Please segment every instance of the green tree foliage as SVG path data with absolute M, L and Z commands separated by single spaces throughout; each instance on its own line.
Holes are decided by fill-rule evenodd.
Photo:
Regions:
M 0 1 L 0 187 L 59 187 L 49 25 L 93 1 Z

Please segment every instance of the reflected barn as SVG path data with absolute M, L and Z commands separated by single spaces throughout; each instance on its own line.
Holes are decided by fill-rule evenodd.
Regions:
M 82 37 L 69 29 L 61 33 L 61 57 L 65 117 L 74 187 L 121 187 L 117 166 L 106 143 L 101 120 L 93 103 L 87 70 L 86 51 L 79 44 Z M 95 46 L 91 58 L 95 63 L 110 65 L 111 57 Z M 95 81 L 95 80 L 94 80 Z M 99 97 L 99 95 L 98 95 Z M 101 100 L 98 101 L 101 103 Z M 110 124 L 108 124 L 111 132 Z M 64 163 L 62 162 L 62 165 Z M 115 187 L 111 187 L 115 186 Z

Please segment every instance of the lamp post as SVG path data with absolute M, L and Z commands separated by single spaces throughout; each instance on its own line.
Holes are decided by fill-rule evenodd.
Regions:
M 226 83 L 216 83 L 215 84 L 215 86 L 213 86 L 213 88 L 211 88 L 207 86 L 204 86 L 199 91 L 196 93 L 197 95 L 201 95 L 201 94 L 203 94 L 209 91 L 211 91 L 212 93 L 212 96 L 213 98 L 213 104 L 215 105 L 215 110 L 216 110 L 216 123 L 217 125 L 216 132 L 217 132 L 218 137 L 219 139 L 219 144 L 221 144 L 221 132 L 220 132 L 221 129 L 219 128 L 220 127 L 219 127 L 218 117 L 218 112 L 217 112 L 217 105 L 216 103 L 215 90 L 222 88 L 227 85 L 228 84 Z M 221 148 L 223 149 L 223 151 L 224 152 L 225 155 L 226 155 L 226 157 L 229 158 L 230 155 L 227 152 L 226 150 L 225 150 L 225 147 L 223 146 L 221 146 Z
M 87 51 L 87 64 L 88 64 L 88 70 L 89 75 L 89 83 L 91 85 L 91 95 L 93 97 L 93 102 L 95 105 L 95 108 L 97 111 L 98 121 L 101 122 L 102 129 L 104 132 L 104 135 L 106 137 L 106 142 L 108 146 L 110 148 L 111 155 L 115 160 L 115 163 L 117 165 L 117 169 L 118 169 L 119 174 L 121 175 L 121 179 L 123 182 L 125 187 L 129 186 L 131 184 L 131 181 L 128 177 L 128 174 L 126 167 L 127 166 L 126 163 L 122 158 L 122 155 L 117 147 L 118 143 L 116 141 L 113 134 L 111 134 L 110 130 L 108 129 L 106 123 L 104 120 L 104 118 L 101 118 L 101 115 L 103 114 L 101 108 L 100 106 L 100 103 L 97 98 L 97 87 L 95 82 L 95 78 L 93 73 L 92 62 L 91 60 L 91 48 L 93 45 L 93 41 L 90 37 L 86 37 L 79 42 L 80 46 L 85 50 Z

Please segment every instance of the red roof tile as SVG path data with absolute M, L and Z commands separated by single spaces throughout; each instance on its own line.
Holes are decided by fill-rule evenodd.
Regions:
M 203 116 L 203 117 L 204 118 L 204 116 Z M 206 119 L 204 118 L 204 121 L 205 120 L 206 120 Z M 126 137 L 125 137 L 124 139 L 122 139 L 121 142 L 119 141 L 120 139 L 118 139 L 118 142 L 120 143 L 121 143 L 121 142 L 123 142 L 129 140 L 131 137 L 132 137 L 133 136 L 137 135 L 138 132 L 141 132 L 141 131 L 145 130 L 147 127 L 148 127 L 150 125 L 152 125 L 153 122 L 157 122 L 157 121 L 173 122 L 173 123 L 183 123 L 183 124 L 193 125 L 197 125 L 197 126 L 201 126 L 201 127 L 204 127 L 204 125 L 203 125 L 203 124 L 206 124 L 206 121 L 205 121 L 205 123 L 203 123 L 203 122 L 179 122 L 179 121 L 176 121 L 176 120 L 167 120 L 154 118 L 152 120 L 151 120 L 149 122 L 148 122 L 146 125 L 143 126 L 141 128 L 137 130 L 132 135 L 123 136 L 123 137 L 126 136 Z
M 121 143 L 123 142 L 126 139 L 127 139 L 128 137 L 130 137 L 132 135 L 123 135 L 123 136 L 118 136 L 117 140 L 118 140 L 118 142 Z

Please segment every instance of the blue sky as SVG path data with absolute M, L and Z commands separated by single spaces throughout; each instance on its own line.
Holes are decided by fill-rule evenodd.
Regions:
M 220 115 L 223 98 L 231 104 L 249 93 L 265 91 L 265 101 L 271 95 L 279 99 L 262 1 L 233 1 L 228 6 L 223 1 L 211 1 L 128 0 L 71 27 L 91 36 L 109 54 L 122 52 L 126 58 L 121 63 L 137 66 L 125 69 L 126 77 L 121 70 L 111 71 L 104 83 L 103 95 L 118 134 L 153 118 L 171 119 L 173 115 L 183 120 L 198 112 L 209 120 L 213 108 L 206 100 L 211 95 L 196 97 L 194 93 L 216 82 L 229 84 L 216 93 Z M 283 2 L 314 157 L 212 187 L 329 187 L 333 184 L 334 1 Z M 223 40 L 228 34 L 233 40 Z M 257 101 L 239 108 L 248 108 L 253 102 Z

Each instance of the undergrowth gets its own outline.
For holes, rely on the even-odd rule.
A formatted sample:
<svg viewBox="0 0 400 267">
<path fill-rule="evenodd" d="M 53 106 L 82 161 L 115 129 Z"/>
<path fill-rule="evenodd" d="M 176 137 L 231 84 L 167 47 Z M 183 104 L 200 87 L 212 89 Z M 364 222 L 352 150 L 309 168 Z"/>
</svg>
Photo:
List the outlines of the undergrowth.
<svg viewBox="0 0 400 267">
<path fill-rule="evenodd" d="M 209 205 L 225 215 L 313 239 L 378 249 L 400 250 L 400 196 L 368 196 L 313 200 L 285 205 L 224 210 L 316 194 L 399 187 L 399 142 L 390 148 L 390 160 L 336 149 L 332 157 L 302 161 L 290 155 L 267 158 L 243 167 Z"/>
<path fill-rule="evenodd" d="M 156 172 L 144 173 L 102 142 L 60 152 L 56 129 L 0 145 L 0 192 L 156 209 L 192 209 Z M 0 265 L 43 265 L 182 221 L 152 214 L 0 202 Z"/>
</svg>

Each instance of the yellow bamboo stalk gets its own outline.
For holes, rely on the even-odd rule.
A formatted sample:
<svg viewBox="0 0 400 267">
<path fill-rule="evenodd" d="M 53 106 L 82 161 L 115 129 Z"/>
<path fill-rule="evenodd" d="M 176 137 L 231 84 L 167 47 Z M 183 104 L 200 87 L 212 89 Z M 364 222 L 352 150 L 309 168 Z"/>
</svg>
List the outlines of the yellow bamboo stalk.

=-=-=-=-=

**What is required:** Print all of the records above again, line for line and word for word, with nothing changed.

**Problem solution:**
Please segment every instance of the green tree foliage as SVG path data with absolute M, L and Z commands separated by single spaces throughout; each instance on its own line.
Holes are decided by fill-rule evenodd.
Photo:
Regions:
M 0 1 L 0 187 L 59 187 L 49 25 L 93 1 Z

Please segment every instance of the reflected barn as SVG path data with absolute M, L and Z commands separated by single spaces throughout; each instance on its own line.
Holes are decided by fill-rule evenodd.
Regions:
M 82 37 L 69 29 L 61 33 L 61 57 L 65 117 L 74 187 L 121 187 L 117 166 L 106 143 L 101 120 L 93 103 L 87 70 L 86 51 L 79 44 Z M 95 46 L 91 58 L 95 63 L 110 65 L 111 57 Z M 95 81 L 95 80 L 94 80 Z M 99 97 L 99 95 L 98 95 Z M 101 100 L 98 101 L 101 103 Z M 110 124 L 108 124 L 111 132 Z M 64 163 L 62 162 L 62 165 Z M 115 187 L 111 187 L 115 186 Z

Please segment every instance of the lamp post as SVG path data with absolute M, L and Z commands separated by single spaces throughout; each instance on its own line.
Holes are decided by fill-rule evenodd.
Regions:
M 226 83 L 216 83 L 215 84 L 215 86 L 213 86 L 213 88 L 211 88 L 207 86 L 204 86 L 199 91 L 196 93 L 197 95 L 201 95 L 201 94 L 203 94 L 209 91 L 211 91 L 212 93 L 212 96 L 213 98 L 213 104 L 215 105 L 215 110 L 216 110 L 216 123 L 217 125 L 216 132 L 217 132 L 218 137 L 219 139 L 219 144 L 221 144 L 221 132 L 220 132 L 221 129 L 219 128 L 220 127 L 219 127 L 218 117 L 218 112 L 217 112 L 217 105 L 216 103 L 215 90 L 222 88 L 227 85 L 228 84 Z M 221 148 L 223 149 L 223 151 L 224 152 L 225 155 L 226 155 L 226 157 L 229 158 L 230 155 L 227 152 L 226 150 L 225 150 L 225 147 L 223 146 L 221 146 Z
M 87 51 L 87 64 L 88 64 L 88 70 L 89 75 L 89 83 L 91 85 L 91 95 L 93 97 L 93 102 L 95 105 L 95 108 L 97 111 L 98 121 L 101 122 L 102 129 L 104 132 L 104 135 L 106 137 L 106 142 L 108 146 L 110 148 L 111 155 L 115 160 L 115 163 L 117 165 L 117 169 L 118 169 L 119 174 L 121 175 L 121 179 L 123 182 L 125 187 L 129 186 L 131 184 L 131 181 L 128 177 L 128 174 L 126 167 L 127 166 L 126 163 L 122 158 L 122 155 L 117 147 L 118 143 L 116 141 L 113 134 L 111 134 L 110 130 L 108 129 L 106 123 L 104 120 L 104 118 L 101 118 L 101 115 L 103 114 L 101 108 L 100 106 L 100 103 L 97 98 L 97 87 L 95 82 L 95 78 L 93 73 L 92 62 L 91 60 L 91 48 L 93 45 L 93 41 L 90 37 L 86 37 L 79 42 L 80 46 L 85 50 Z

Please segment every instance of the red roof tile as SVG path data with absolute M, L and Z commands separated by single spaces throughout; each instance on its own line.
Holes are decided by fill-rule evenodd.
Regions:
M 203 116 L 203 117 L 204 118 L 204 116 Z M 206 119 L 204 118 L 204 121 L 205 120 L 206 120 Z M 126 137 L 125 137 L 124 139 L 122 139 L 121 142 L 119 141 L 120 139 L 118 139 L 118 142 L 120 143 L 121 143 L 121 142 L 123 142 L 129 140 L 131 137 L 132 137 L 133 136 L 137 135 L 138 132 L 141 132 L 141 131 L 145 130 L 147 127 L 148 127 L 150 125 L 152 125 L 153 122 L 157 122 L 157 121 L 173 122 L 173 123 L 183 123 L 183 124 L 193 125 L 197 125 L 197 126 L 201 126 L 201 127 L 204 127 L 204 125 L 203 125 L 203 124 L 206 124 L 206 121 L 205 121 L 205 123 L 203 123 L 203 122 L 179 122 L 179 121 L 176 121 L 176 120 L 167 120 L 154 118 L 152 120 L 151 120 L 149 122 L 148 122 L 146 125 L 143 126 L 141 128 L 137 130 L 132 135 L 123 136 L 123 137 L 126 136 Z
M 121 143 L 123 142 L 126 139 L 127 139 L 128 137 L 130 137 L 132 135 L 123 135 L 123 136 L 118 136 L 117 140 L 118 140 L 118 142 Z

Please segment every instance of the blue sky as SVG path data with absolute M, L and Z commands separated by single spaces throughout; each instance on its own line.
Holes are decided by fill-rule evenodd.
Regions:
M 220 115 L 223 98 L 231 104 L 249 93 L 265 91 L 265 101 L 271 95 L 279 99 L 262 1 L 233 1 L 228 6 L 223 1 L 211 1 L 128 0 L 71 27 L 91 36 L 109 54 L 122 52 L 126 58 L 121 63 L 137 66 L 125 69 L 126 77 L 121 70 L 111 71 L 104 83 L 103 95 L 118 134 L 153 118 L 171 119 L 173 115 L 183 120 L 198 112 L 209 120 L 213 108 L 206 100 L 211 95 L 196 97 L 194 93 L 216 82 L 229 84 L 216 93 Z M 283 2 L 314 157 L 212 187 L 329 187 L 333 184 L 334 1 Z M 223 40 L 228 34 L 233 40 Z M 257 101 L 239 108 L 248 108 L 253 102 Z

Each instance of the undergrowth gets its own outline.
For holes, rely on the even-odd rule.
A formatted sample:
<svg viewBox="0 0 400 267">
<path fill-rule="evenodd" d="M 53 106 L 82 161 L 115 129 Z"/>
<path fill-rule="evenodd" d="M 176 137 L 231 84 L 167 47 Z M 183 104 L 200 87 L 212 89 Z M 364 222 L 352 150 L 309 168 Z"/>
</svg>
Photo:
List the outlines of the undergrowth.
<svg viewBox="0 0 400 267">
<path fill-rule="evenodd" d="M 209 205 L 225 215 L 313 239 L 378 249 L 400 250 L 400 196 L 368 196 L 313 200 L 285 205 L 224 210 L 316 194 L 399 187 L 399 142 L 390 148 L 390 160 L 336 149 L 332 157 L 302 161 L 290 155 L 267 158 L 243 167 Z"/>
<path fill-rule="evenodd" d="M 156 172 L 144 173 L 102 142 L 60 152 L 56 129 L 0 145 L 0 192 L 156 209 L 192 209 Z M 0 265 L 43 265 L 182 221 L 152 214 L 0 202 Z"/>
</svg>

Each instance of the yellow bamboo stalk gets its own outline.
For holes, rely on the even-odd rule.
A formatted sample:
<svg viewBox="0 0 400 267">
<path fill-rule="evenodd" d="M 53 106 L 82 161 L 115 129 Z"/>
<path fill-rule="evenodd" d="M 176 137 L 231 84 L 167 47 Z M 183 104 L 200 87 L 212 89 Z M 364 222 L 352 150 L 309 168 Z"/>
</svg>
List the outlines of the yellow bamboo stalk.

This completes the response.